• [PASSAGE DU TEXTE]:
"""

Roland Charneux, directeur éconergie chez Pageau Morel est le président du Centre d’études et de recherches pour l’avancement de la construction au Québec (CERACQ). L’organisme sans but lucratif qui a vu le jour en 1988 représente une bougie d’allumage pour de multiples projets dans l’industrie au Québec.

« Ces dernières années, nous avons fréquemment collaboré avec l’École de technologie supérieure (ÉTS), entre autres, pour identifier des projets et mettre au point des solutions, notamment des applications de produits novateurs pour faciliter le travail sur les chantiers de construction. Cette coopération réalisée avec le professeur Daniel Forgues et les étudiants de l’École a notamment fait surgir un guide des technologies mobiles applicables sur les chantiers. »

Ce guide destiné à tous les professionnels reliés aux projets de construction, incluant les entrepreneurs généraux, sous-traitants, architectes, ingénieurs, gestionnaires immobiliers et fabricants, comprend un modèle d’implantation, des conseils stratégiques, un tableau décisionnel pour orienter le choix technologique ainsi qu’un gabarit de plan d’affaires pour calculer la rentabilité de l’investissement. « Ce document pourra aussi informer les développeurs d’applications mobilessur le contexte de l’industrie de la construction », rapporte Roland Charneux.

"""

• [INFORMATIONS EXTRAITES]:
"""

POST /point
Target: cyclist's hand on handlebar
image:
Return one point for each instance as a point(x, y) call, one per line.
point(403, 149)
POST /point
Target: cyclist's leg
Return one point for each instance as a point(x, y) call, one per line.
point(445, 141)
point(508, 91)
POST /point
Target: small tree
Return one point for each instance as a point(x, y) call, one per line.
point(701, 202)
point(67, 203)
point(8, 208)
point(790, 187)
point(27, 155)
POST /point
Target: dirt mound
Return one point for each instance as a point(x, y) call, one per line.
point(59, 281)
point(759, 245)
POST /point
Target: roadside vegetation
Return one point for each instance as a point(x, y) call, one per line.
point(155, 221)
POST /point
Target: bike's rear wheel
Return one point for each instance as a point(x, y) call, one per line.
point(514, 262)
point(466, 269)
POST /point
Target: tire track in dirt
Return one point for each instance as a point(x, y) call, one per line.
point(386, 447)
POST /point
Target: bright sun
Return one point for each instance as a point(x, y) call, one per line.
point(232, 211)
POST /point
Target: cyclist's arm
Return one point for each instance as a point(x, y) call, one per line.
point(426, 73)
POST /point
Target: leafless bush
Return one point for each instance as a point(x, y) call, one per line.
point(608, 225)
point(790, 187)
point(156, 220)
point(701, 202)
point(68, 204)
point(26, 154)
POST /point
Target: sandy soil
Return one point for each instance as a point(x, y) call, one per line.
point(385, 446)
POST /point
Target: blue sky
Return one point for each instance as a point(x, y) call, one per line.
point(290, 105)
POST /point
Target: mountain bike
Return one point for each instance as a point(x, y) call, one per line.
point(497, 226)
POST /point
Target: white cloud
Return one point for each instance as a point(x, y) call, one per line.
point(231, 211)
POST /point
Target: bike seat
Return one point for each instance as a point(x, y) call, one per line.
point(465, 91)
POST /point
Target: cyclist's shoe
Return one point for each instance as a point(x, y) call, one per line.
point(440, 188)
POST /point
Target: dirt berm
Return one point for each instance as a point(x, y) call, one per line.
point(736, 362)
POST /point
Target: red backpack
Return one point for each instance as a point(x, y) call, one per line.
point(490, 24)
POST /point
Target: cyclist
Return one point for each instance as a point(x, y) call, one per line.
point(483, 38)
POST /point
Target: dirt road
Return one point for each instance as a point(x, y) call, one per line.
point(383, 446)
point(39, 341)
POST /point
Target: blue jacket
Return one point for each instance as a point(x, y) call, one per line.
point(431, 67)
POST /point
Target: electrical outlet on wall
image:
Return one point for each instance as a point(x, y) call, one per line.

"""

• [VOLETS DE L'EXERCICE]:
1. Répondez aux questions suivantes à partir du texte sur le CERACQ.
(a) En quelle année le CERACQ a-t-il vu le jour ?
(b) Quel professeur de l'ÉTS a participé à la collaboration avec le CERACQ ?
(c) Quel outil du guide sert à calculer la rentabilité de l'investissement ?
2. Reproduisez à l'identique le passage du texte sur le CERACQ situé entre « Roland Charneux, directeur » et « l’industrie au Québec. », ces deux passages inclus.

• [CORRIGÉ]:
1.
(a) En 1988.
(b) Le professeur Daniel Forgues.
(c) Un gabarit de plan d'affaires.

2.
Roland Charneux, directeur éconergie chez Pageau Morel est le président du Centre d’études et de recherches pour l’avancement de la construction au Québec (CERACQ). L’organisme sans but lucratif qui a vu le jour en 1988 représente une bougie d’allumage pour de multiples projets dans l’industrie au Québec.